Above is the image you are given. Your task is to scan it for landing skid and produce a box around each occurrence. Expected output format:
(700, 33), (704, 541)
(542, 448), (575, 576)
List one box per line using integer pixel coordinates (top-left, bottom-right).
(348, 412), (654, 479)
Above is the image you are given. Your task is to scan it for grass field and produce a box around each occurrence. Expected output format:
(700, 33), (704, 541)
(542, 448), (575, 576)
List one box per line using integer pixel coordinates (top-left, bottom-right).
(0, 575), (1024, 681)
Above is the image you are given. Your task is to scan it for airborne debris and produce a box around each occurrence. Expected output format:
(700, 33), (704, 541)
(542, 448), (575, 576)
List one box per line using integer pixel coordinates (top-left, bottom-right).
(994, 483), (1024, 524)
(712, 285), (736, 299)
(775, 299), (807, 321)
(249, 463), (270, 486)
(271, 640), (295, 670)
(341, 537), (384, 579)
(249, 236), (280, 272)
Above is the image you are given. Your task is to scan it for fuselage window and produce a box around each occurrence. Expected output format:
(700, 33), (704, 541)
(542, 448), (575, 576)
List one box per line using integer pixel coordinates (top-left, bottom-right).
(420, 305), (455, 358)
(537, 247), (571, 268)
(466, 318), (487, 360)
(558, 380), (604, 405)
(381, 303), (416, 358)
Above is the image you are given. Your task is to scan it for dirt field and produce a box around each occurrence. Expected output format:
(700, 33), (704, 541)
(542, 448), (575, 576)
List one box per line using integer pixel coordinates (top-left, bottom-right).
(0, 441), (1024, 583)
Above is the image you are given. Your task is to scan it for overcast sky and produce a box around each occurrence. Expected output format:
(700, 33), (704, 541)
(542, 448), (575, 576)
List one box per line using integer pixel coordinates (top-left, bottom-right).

====

• _Task to complete_
Express the lines from the very first one above up to and including the line with "(348, 412), (654, 479)" as a JSON list of strings, one string per line, with blank lines left out.

• _Exercise result_
[
  "Above is the image you are given. Your task is to scan it for landing skid and produce a box around each occurrence. Expected output format:",
  "(700, 33), (704, 541)",
  "(542, 448), (575, 576)",
  "List one box per line using integer pixel coordinates (top-left, bottom-right).",
  "(348, 412), (654, 479)"
]